Collected data entries:
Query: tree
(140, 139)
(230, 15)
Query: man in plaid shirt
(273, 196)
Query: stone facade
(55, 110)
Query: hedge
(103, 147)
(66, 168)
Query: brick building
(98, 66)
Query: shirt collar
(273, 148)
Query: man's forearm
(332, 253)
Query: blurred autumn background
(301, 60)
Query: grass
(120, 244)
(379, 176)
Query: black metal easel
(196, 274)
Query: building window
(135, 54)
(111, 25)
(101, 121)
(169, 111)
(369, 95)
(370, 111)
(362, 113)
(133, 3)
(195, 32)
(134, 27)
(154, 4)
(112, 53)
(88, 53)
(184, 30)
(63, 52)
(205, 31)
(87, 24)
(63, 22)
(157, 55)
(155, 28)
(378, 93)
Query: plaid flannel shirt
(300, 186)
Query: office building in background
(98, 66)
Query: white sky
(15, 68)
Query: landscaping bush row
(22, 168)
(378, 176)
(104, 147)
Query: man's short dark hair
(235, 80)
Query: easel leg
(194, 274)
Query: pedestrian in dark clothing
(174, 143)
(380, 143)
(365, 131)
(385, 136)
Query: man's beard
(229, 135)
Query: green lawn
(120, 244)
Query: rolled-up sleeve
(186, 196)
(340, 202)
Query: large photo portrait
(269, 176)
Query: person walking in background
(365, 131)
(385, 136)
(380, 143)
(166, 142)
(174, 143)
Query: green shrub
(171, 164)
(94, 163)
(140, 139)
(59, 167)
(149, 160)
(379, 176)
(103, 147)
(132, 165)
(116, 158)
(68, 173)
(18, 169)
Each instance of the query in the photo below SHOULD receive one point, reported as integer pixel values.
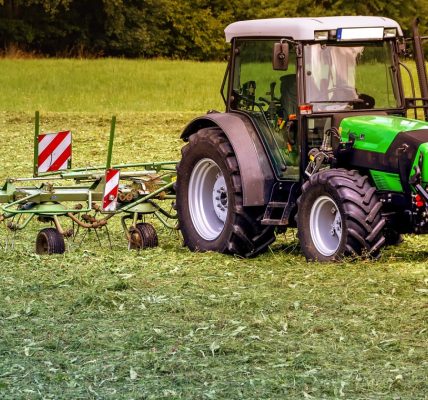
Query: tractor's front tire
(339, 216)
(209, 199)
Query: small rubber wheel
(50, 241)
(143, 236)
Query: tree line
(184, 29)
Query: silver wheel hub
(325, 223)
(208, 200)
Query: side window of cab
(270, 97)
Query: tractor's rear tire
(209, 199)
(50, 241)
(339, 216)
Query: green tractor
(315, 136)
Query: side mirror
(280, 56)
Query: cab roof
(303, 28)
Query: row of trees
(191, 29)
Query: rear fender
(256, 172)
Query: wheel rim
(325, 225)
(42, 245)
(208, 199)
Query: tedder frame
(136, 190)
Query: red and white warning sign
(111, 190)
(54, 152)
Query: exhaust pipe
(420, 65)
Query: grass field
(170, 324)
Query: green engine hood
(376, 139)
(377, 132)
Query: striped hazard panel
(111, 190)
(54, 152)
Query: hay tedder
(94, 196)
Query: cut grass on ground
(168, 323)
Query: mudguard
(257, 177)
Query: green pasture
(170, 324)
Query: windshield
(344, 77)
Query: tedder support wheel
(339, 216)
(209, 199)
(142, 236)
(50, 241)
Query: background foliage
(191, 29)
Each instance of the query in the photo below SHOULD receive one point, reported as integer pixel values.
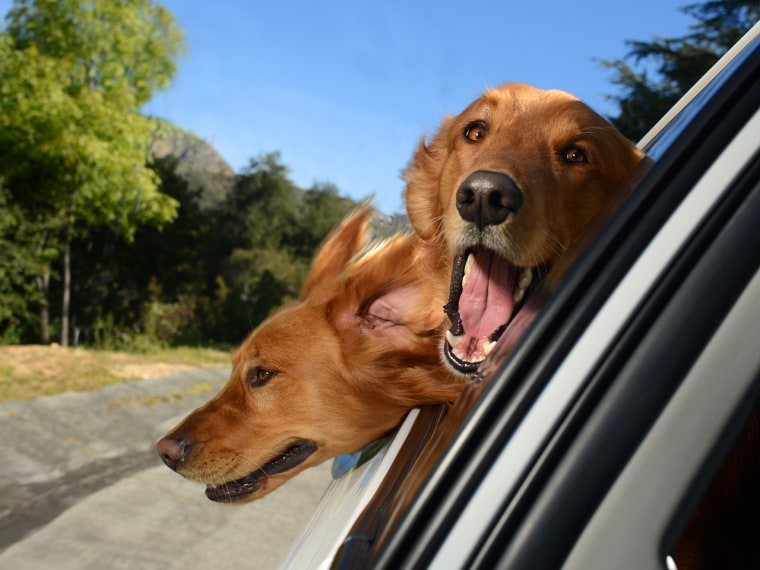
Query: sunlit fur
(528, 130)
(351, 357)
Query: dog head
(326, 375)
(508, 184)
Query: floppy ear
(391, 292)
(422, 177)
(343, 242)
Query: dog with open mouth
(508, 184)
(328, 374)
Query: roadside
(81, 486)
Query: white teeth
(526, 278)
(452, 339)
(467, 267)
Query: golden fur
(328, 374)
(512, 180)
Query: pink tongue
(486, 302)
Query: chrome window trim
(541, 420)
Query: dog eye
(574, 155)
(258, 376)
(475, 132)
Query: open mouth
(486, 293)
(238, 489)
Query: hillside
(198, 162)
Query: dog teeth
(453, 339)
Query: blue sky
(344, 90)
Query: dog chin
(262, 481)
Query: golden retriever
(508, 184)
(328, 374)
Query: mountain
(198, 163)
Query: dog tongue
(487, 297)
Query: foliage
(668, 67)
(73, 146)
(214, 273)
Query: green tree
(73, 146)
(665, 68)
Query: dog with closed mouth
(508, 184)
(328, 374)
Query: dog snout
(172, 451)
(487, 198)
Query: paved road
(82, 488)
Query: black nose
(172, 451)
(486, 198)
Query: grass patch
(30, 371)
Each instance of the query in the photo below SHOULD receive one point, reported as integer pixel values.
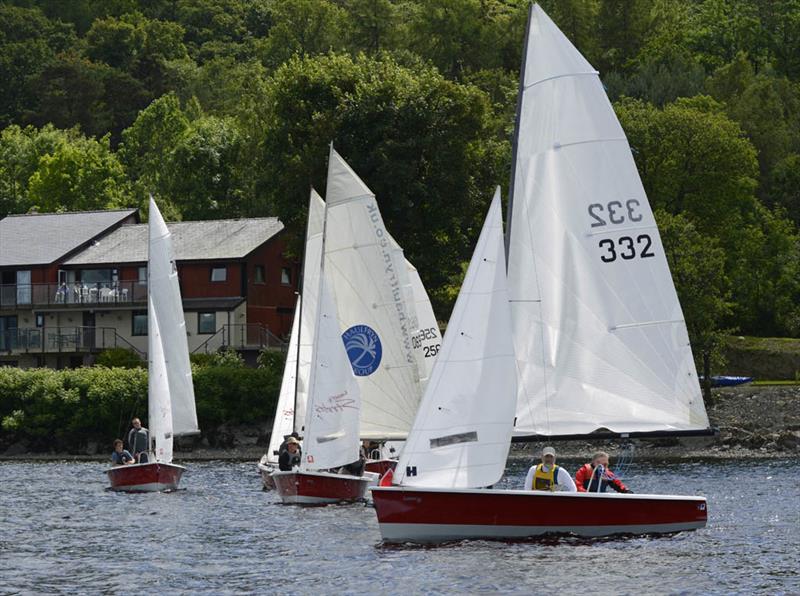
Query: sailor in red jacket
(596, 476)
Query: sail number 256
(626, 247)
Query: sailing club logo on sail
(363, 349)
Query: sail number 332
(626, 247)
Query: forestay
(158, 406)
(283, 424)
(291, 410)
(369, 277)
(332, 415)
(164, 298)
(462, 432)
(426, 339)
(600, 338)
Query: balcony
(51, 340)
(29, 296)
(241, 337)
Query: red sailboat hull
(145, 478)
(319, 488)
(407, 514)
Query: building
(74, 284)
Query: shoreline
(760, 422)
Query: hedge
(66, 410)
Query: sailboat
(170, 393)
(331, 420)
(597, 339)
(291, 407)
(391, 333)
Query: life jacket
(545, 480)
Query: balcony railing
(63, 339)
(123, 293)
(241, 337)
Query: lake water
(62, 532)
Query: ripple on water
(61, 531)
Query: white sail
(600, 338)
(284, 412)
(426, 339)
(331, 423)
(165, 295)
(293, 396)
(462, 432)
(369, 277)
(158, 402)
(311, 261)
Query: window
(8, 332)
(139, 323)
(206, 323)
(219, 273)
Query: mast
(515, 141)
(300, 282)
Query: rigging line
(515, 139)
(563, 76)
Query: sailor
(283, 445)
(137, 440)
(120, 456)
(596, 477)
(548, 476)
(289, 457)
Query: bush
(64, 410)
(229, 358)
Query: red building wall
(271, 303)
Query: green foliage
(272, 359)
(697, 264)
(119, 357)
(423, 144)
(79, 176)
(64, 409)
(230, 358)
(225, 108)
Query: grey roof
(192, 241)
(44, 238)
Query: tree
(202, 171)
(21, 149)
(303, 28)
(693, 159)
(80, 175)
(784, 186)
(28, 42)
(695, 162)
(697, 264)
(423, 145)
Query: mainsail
* * *
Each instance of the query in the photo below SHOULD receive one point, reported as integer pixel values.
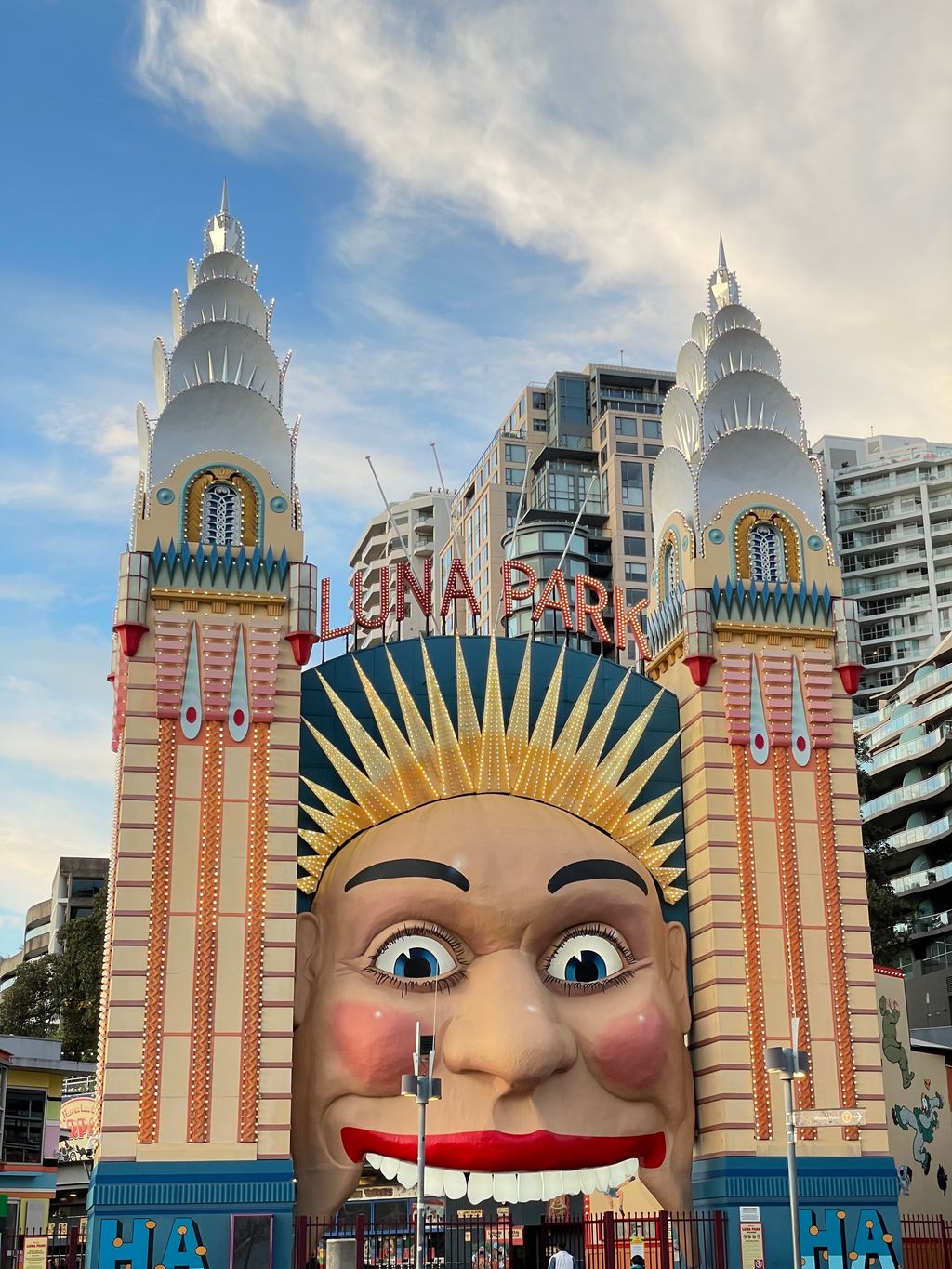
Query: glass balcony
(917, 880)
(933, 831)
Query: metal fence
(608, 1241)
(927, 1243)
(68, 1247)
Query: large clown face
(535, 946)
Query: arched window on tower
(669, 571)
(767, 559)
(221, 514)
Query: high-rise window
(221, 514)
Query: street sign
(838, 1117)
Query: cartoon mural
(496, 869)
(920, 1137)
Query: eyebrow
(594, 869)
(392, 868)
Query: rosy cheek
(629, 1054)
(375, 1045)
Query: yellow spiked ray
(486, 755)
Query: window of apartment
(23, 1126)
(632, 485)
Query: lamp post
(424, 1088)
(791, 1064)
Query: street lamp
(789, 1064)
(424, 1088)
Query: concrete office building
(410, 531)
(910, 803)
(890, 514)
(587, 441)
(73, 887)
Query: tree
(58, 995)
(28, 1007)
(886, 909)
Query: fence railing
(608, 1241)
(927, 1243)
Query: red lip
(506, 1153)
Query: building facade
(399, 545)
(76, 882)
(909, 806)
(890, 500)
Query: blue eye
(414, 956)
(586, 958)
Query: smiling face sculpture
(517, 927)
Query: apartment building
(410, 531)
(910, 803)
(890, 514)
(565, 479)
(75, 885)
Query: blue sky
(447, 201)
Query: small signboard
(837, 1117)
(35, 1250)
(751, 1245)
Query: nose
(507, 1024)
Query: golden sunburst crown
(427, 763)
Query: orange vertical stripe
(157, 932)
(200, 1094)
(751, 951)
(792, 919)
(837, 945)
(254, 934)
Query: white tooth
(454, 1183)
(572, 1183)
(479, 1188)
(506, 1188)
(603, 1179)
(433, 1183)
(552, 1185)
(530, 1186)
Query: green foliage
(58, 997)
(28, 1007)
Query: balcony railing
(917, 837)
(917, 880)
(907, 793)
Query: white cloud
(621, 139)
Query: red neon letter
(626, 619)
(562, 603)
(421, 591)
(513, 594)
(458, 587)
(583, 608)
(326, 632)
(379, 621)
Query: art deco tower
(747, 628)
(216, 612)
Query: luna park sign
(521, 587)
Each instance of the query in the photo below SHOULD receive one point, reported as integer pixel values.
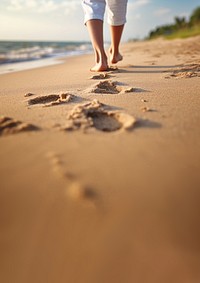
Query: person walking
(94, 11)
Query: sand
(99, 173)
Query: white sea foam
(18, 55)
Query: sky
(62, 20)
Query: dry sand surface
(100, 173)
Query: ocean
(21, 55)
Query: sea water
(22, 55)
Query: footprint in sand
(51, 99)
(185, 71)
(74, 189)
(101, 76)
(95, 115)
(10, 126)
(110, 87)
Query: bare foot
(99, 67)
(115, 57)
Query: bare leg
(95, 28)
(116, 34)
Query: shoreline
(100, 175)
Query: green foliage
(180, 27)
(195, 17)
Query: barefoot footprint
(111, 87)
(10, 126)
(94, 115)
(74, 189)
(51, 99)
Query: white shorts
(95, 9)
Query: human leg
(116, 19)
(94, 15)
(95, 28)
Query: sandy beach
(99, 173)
* * *
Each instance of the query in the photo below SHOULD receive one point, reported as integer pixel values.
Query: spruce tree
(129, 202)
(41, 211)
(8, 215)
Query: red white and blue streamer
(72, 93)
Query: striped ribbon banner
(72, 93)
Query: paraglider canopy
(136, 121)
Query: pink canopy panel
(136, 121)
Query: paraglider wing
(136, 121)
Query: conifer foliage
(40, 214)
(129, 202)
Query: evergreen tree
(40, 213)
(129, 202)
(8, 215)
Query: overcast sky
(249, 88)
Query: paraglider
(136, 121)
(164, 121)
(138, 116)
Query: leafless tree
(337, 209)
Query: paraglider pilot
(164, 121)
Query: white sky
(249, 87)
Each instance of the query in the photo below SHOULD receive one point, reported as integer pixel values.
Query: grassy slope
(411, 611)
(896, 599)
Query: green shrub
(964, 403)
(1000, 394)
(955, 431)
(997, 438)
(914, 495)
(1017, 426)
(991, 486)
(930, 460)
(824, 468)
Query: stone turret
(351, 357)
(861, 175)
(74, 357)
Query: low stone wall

ACTION ITEM: Copy word for word the stretch of entries above from the line that has "Query: red building wall" through the line that has "Query: mainsail", both ends included, and nothing outside it.

RESPONSE AREA:
Query: red building wall
(271, 303)
Query: green foliage
(272, 359)
(697, 264)
(119, 357)
(423, 144)
(79, 176)
(64, 409)
(230, 358)
(225, 108)
Query: grey roof
(192, 241)
(44, 238)
Query: tree
(202, 171)
(21, 149)
(303, 28)
(693, 159)
(80, 175)
(784, 186)
(28, 42)
(695, 162)
(697, 264)
(423, 145)
Query: mainsail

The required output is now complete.